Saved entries

★ ★ ★

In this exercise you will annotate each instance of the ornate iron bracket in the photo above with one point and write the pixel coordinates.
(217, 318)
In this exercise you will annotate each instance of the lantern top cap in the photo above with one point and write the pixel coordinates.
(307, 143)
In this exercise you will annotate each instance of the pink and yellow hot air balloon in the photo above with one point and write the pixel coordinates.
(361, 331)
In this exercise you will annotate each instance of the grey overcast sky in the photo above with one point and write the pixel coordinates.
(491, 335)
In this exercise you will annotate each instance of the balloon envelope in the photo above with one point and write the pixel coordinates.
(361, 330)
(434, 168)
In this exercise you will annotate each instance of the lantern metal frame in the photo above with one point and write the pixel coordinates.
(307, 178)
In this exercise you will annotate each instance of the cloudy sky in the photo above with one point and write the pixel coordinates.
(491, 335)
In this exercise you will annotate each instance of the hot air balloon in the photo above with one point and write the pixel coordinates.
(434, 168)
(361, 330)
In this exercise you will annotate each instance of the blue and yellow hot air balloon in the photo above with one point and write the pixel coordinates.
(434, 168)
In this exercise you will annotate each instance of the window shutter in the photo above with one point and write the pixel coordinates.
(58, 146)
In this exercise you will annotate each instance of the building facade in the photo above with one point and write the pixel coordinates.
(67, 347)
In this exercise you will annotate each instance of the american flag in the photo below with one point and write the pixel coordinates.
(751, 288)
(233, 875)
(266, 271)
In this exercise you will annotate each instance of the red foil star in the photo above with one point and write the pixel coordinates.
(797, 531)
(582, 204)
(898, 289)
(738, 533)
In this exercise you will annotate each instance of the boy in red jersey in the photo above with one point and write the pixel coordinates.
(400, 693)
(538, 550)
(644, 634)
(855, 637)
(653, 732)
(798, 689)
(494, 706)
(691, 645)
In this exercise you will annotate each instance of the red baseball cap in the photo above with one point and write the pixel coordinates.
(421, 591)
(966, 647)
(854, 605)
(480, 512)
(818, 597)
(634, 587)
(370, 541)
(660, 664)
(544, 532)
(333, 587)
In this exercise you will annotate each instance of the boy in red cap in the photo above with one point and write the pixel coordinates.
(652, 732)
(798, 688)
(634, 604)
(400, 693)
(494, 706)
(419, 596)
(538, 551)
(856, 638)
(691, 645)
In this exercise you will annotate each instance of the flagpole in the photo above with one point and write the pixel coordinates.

★ ★ ★

_WHAT THE TASK ASKS_. Would you repeat the records above without any changes?

_TASK RESULT_.
In this exercise you will annotate each instance of the ornate iron bracket in the photo above with one point and write the pixel coordinates.
(217, 318)
In this exercise you will annotate each instance of the lantern top cap in the photo above with one point and write the pixel coordinates.
(307, 143)
In this exercise you will annotate each instance of the pink and yellow hot air balloon in the photo above with one point and write the pixel coordinates.
(361, 331)
In this exercise you will annotate each instance of the grey overcast sky in the photo above with one point and write the pixel coordinates.
(491, 335)
In this exercise you will annotate each instance of the balloon envelope in the photo above with one point and write the pixel coordinates.
(361, 330)
(434, 168)
In this exercise you will annotate each instance of the lantern metal frame in the photo above with one point and write the pixel coordinates.
(307, 178)
In this exercise you will annotate each instance of the cloudy sky in the photo above with one point and write the pixel coordinates.
(491, 335)
In this exercise you will annotate each instance of the hot air balloon in the photo above with one point and write the pixel coordinates.
(434, 168)
(361, 330)
In this exercise you will annotate each instance of the blue and yellow hot air balloon in the photo above with one point and write the pixel coordinates.
(434, 168)
In this exercise you will annotate each instance of the window shutter in the photo above with one point and write the pixel coordinates.
(58, 146)
In this exercise you will annotate each instance of the building facade in the photo above with one point and write the pixel coordinates.
(67, 347)
In this exercise you will annotate each instance of the american flag in the photo below with one point and write the pixel coordinates.
(751, 288)
(233, 875)
(266, 271)
In this exercise you will annotate each instance of the red foil star in the photo above with one point and write the pixel coordinates.
(797, 531)
(582, 204)
(898, 289)
(738, 533)
In this exercise you will annotate each instance of the boy in red jersey in the photo above with one point and write the pixel coordinates.
(400, 693)
(538, 550)
(644, 634)
(855, 637)
(653, 732)
(798, 689)
(494, 706)
(691, 645)
In this exercise you will annotate each instance of the red baseball cap in the photo above with one point and write the pixel coordinates.
(421, 591)
(966, 647)
(854, 605)
(480, 512)
(818, 597)
(634, 587)
(370, 541)
(660, 664)
(544, 532)
(333, 587)
In this exercise you will annotate each instance of the boy in red cap in the photo above with one point and write the pixel coordinates.
(652, 732)
(798, 688)
(634, 604)
(400, 693)
(494, 706)
(419, 596)
(538, 551)
(856, 638)
(691, 645)
In this exercise you will annotate each instance of the flagpole in the photo above with one point and write the pixel coordinates.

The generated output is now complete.